[Direction]: Reproduce all the data below, from the line containing "target: distant vegetation | mode: bbox" down to the line containing "[402,227,504,411]", with both of those lines included. Leave out the pictures.

......

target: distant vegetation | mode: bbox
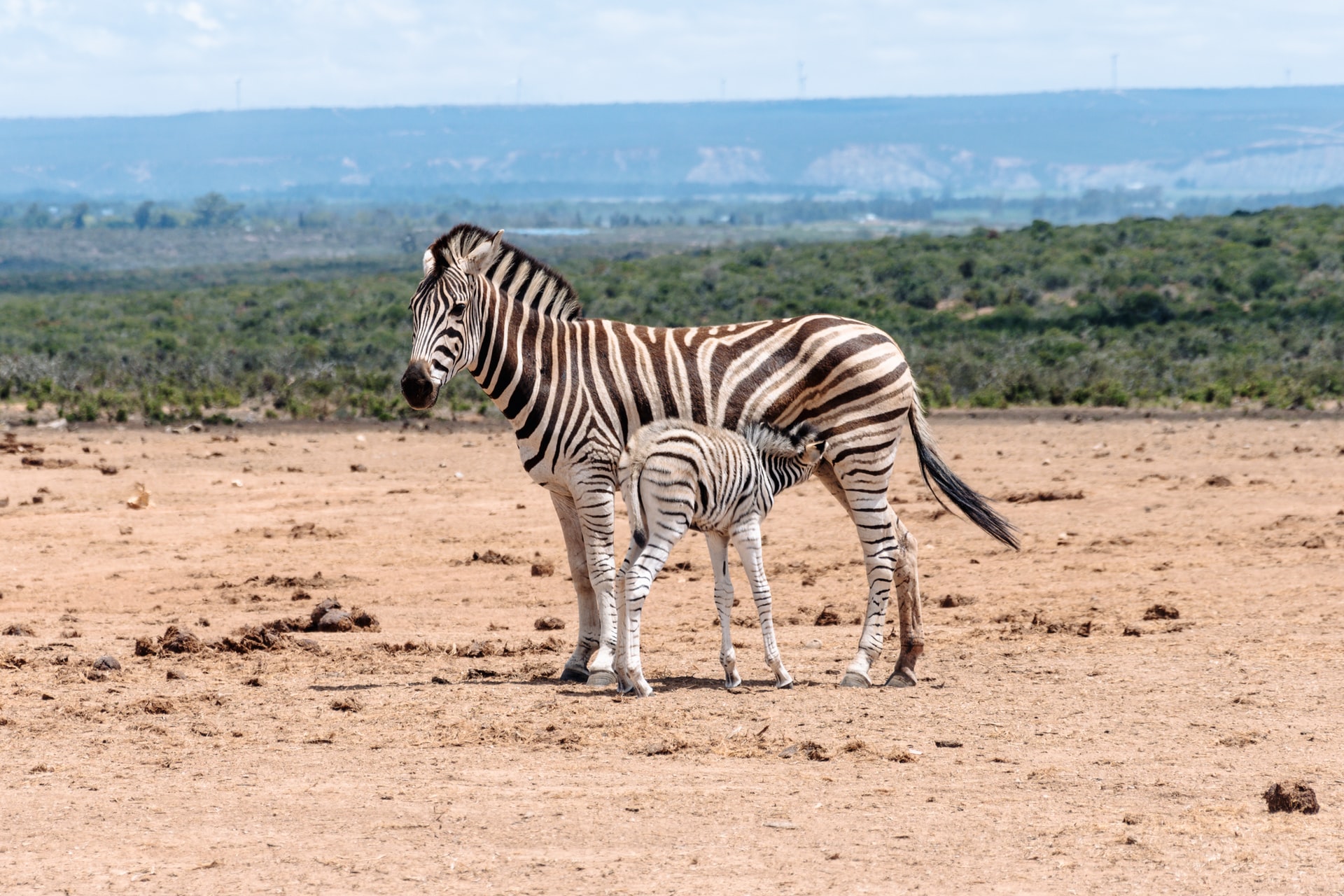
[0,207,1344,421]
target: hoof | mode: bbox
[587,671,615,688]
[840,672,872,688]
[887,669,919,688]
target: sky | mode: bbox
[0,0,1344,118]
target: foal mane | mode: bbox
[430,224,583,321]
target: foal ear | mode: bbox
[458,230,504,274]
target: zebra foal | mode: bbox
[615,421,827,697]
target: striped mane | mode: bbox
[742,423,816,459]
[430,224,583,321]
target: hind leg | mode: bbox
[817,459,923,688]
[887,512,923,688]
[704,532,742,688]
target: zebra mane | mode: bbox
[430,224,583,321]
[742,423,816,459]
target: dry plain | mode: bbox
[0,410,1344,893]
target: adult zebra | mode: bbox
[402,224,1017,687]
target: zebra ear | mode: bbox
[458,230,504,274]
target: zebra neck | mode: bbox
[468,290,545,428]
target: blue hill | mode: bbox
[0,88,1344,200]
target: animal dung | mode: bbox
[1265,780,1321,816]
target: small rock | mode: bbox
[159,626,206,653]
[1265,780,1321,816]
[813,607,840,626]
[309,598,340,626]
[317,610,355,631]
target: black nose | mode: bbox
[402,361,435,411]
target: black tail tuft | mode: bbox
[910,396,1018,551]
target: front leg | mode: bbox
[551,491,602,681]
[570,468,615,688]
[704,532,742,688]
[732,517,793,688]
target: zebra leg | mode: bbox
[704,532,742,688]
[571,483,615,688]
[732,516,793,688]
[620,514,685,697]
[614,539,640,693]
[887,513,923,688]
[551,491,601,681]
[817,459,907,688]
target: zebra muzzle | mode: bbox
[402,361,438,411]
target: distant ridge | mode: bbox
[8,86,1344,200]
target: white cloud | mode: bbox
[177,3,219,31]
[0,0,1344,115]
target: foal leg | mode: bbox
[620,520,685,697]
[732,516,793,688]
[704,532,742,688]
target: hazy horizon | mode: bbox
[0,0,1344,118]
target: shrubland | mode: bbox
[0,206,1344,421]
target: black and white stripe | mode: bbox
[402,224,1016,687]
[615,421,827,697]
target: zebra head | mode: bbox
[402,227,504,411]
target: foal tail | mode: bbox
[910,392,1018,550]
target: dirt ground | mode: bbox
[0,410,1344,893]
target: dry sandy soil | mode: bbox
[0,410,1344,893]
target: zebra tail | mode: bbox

......

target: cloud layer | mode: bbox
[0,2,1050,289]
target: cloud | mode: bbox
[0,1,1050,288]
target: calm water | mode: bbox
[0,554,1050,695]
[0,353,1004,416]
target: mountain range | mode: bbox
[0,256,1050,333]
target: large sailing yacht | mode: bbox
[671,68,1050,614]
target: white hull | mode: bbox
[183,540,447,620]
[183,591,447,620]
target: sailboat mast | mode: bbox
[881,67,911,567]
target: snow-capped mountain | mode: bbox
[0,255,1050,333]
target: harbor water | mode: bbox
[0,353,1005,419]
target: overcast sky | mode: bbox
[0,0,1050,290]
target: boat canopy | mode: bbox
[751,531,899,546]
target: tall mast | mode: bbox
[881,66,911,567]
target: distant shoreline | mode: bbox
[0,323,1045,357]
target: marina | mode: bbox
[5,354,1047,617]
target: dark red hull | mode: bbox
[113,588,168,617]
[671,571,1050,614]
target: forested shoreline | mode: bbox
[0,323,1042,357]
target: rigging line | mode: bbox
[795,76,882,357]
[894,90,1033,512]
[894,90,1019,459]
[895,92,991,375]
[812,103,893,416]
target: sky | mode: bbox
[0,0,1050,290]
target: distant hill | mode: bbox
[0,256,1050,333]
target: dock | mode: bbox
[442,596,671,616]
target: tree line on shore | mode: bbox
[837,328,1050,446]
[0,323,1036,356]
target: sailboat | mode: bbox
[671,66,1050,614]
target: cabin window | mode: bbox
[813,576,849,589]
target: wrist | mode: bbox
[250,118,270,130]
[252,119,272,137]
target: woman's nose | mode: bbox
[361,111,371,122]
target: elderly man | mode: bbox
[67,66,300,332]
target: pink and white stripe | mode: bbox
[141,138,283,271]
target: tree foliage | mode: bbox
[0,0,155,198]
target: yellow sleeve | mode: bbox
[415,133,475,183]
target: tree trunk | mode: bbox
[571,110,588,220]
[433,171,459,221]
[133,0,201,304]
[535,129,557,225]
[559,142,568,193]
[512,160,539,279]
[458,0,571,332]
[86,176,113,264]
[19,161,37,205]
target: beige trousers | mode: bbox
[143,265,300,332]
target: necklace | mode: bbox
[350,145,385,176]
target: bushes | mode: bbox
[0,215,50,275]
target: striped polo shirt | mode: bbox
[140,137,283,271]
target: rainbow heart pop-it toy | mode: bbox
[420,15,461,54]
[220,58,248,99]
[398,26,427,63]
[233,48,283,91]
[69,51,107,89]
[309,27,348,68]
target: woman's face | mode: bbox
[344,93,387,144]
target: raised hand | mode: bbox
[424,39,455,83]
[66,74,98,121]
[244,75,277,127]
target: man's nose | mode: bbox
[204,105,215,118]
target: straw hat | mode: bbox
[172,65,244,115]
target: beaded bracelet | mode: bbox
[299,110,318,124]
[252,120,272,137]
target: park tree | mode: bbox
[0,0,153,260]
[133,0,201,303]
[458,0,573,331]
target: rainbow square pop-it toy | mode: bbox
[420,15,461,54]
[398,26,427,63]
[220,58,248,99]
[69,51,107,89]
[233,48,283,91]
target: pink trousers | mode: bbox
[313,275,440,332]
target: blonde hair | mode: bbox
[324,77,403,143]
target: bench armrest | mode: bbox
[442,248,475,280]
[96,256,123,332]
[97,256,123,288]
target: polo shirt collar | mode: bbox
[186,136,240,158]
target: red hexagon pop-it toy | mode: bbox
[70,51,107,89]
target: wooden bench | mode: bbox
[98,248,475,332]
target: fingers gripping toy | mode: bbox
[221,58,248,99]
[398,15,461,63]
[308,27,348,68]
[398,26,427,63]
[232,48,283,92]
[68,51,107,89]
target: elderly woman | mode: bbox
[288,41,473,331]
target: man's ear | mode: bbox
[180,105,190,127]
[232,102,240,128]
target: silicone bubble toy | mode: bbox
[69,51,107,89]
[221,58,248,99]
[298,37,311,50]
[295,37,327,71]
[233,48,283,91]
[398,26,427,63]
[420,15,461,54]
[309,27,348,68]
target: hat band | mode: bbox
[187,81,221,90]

......

[Solution for this task]:
target: distant vegetation | mode: bbox
[0,207,1344,421]
target: hoof | mode: bbox
[587,671,615,688]
[840,672,872,688]
[887,669,919,688]
target: sky | mode: bbox
[0,0,1344,118]
target: foal mane | mode: bbox
[430,224,583,321]
target: foal ear | mode: bbox
[458,230,504,274]
target: zebra foal | mode: bbox
[615,421,827,697]
target: striped mane | mode: bbox
[742,423,816,459]
[430,224,583,321]
target: hind leg | mode: bbox
[817,459,923,688]
[887,512,923,688]
[704,532,742,688]
target: zebra mane | mode: bbox
[430,224,583,321]
[742,423,816,459]
target: dry plain | mode: bbox
[0,410,1344,893]
target: adult zebra | mode: bbox
[402,224,1017,687]
target: zebra ear | mode: bbox
[458,230,504,274]
target: zebra neck | mode: bbox
[468,290,545,428]
target: blue hill | mode: bbox
[0,88,1344,200]
target: animal dung | mode: bbox
[1265,780,1321,816]
target: small rock | mode: bbox
[159,626,206,653]
[1265,780,1321,816]
[813,607,840,626]
[309,598,340,626]
[317,610,355,631]
target: black nose | mode: bbox
[402,361,435,411]
target: black tail tuft | mode: bbox
[910,396,1018,551]
target: front leg | mode: bbox
[551,491,602,681]
[570,468,615,688]
[704,532,742,688]
[732,517,793,688]
target: zebra leg | mode: bbox
[704,532,742,688]
[571,483,615,688]
[732,516,793,688]
[620,514,685,697]
[614,539,640,693]
[887,513,923,688]
[551,491,601,681]
[817,459,907,688]
target: zebra muzzle | mode: bbox
[402,361,438,411]
target: distant ridge | mode: bbox
[8,86,1344,200]
target: white cloud | mode: bbox
[177,3,219,31]
[0,0,1344,115]
target: foal leg | mode: bbox
[620,520,685,697]
[732,516,793,688]
[704,532,742,688]
target: hazy horizon | mode: bbox
[0,0,1344,118]
target: shrubland | mode: bbox
[0,206,1344,421]
target: black and white stripe | mode: bbox
[402,224,1016,687]
[615,421,827,697]
target: zebra head | mode: bbox
[402,227,504,411]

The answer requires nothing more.